## Questions to answer
1. Please write out the passage of the article on the BOT Law rules revision starting at "The government’s cabinet-level" and ending at "socioeconomic planning chief.", copied word for word.
2. In the article on the BOT Law rules revision, which sectors are named for infrastructure projects where PPPs are seen as a crucial mode of financing?

## Page extract
• • • • • • •

The government’s cabinet-level review committee has approved yesterday the proposed revision to the 2022 Implementing Rules and Regulations (IRR) of the amended Build-Operate-Transfer (BOT) Law, according to the country’s socioeconomic planning chief.

“We see public private partnerships (PPPs) in infrastructure and development initiatives as pivotal to the rapid transformation of the Philippine economy,” Arsenio Balisacan, National Economic and Development Authority (NEDA) secretary, said in a social media post yesterday.

“Today’s approval by the cabinet-level BOT IRR review committee of the revised IRR is a significant step moving forward,” he added.

Specifically, NEDA said, the amendments aim to address stakeholder concerns on the financial viability and bankability of PPP projects and clarify ambiguous provisions that could cause delays in the PPP process.

A public consultation was held earlier this week on the proposed amendments to the IRR.

NEDA said the government remains committed to transparency and participatory processes through active stakeholder engagement for PPPs.

“This is to ensure the right balance between public and private interests in PPP policies and projects that will contribute to post-pandemic economic transformation,” NEDA said.

In light of the tighter fiscal space that it faces, the Marcos administration seeks to utilize PPPs to address the country’s most binding constraints to investments and job creation in key sectors of the economy.

In particular, PPPs are seen as a crucial mode of financing infrastructure projects in energy, transportation and logistics, information technology and water.

• • • • • • •

## Supplied records
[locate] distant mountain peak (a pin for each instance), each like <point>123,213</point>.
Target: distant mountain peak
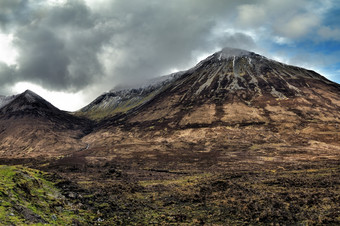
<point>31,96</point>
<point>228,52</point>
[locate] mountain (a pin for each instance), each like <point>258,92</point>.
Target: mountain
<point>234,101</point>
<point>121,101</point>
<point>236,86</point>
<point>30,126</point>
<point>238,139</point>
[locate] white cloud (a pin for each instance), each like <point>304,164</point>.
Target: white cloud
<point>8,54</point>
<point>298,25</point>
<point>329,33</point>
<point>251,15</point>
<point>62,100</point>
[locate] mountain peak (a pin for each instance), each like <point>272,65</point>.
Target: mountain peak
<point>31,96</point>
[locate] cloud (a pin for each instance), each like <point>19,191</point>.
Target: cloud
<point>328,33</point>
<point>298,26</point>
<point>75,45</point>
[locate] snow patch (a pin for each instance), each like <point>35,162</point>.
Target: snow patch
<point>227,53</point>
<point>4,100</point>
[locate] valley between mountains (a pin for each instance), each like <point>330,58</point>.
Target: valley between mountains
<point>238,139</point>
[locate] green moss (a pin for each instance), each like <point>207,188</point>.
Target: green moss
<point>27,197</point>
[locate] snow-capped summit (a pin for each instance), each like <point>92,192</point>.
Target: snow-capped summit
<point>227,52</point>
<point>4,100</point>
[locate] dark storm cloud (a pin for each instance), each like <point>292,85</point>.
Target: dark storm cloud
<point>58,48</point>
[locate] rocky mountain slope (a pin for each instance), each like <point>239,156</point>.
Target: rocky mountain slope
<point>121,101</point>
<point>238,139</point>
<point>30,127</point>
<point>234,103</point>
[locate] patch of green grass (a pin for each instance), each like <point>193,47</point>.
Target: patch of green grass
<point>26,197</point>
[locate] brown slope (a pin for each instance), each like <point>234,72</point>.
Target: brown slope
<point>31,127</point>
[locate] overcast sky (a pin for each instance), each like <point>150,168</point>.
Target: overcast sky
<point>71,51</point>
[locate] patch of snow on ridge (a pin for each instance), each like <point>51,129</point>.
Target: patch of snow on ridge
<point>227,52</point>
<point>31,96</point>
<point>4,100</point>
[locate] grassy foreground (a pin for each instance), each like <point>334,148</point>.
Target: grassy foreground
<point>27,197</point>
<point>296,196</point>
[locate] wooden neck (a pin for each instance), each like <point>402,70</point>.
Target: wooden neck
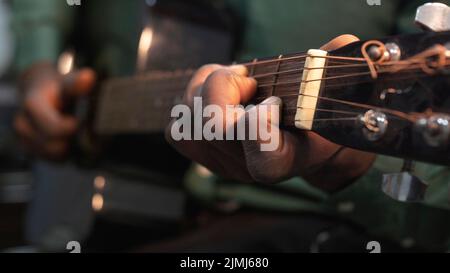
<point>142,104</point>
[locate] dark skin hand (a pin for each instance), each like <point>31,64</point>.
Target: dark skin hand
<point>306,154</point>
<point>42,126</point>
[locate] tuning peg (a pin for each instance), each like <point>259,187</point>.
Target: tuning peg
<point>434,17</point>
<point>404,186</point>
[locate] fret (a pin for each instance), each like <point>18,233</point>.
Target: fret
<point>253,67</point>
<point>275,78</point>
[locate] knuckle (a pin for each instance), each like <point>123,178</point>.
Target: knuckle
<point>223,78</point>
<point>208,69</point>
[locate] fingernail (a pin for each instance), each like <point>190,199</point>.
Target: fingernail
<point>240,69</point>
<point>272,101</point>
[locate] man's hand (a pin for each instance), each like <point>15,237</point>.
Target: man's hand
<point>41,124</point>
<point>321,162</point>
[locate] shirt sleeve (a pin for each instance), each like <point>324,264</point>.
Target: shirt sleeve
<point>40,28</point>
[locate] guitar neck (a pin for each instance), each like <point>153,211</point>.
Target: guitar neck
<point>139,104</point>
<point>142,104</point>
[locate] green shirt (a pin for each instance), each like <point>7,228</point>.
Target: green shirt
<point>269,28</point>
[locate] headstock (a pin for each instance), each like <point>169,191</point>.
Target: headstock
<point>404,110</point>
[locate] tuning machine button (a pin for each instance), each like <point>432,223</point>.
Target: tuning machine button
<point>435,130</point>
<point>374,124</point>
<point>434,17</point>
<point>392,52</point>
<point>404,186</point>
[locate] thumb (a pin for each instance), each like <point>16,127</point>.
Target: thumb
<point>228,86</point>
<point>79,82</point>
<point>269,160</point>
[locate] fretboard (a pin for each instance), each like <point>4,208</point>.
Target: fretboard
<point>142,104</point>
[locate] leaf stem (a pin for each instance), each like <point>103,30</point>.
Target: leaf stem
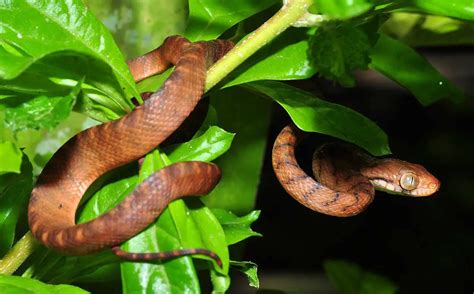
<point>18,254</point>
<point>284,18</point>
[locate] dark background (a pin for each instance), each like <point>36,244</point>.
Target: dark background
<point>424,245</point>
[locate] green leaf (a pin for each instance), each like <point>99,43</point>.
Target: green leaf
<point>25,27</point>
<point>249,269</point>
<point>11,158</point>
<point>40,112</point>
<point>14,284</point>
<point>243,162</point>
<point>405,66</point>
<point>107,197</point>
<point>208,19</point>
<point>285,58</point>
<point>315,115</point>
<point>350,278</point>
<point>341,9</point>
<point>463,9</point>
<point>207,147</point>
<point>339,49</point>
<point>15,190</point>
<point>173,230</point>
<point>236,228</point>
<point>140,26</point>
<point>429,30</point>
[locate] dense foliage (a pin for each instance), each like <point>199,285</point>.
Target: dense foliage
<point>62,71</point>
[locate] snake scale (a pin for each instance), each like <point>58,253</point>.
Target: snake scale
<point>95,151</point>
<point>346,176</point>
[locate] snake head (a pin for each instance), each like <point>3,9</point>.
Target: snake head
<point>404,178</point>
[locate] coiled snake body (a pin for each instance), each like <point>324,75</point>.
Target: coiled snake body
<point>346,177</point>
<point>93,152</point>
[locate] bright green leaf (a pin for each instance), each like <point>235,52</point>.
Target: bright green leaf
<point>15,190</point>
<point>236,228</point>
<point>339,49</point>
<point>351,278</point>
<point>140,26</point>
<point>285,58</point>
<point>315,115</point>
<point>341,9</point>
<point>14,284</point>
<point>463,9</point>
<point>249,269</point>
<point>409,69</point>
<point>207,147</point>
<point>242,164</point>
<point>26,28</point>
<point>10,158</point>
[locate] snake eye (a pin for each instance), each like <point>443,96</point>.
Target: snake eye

• • • • • • •

## Expected responses
1.
The government’s cabinet-level review committee has approved yesterday the proposed revision to the 2022 Implementing Rules and Regulations (IRR) of the amended Build-Operate-Transfer (BOT) Law, according to the country’s socioeconomic planning chief.

2. Energy, transportation and logistics, information technology, and water.